What to produce>
Search the listing for the word "clicks" and copy every line where it turns up.

Data to examine>
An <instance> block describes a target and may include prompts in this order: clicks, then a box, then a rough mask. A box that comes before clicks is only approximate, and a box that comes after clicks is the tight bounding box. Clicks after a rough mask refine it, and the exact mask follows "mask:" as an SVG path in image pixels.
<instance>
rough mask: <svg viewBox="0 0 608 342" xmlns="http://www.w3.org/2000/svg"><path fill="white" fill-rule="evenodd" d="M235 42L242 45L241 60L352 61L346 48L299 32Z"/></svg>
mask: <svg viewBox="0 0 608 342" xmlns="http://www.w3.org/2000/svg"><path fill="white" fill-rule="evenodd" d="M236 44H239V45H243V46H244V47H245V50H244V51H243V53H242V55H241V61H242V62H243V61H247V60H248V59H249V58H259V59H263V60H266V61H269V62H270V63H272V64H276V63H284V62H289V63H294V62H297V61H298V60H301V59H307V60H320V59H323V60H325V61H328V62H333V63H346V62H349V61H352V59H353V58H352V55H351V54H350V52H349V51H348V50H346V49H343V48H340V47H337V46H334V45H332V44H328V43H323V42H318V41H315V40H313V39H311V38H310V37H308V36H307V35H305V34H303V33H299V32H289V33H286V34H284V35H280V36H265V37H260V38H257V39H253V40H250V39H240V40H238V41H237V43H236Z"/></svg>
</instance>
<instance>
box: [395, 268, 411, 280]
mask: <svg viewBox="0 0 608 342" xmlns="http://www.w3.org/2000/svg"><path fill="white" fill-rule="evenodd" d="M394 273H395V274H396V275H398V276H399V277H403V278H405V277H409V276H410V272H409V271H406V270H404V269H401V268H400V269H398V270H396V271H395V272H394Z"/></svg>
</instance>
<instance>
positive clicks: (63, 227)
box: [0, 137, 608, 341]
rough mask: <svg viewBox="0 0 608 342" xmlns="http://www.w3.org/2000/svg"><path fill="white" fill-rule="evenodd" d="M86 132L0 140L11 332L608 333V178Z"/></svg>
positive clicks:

Task output>
An <instance> block describes a target and may include prompts in this order: clicks, then a box, then a rough mask. A box that comes before clicks is only approximate, and a box that comes after clicks is the tight bounding box. Clicks after a rough mask refine it, and the exact mask follows "mask:" as an SVG path in image pixels.
positive clicks: (63, 227)
positive clicks:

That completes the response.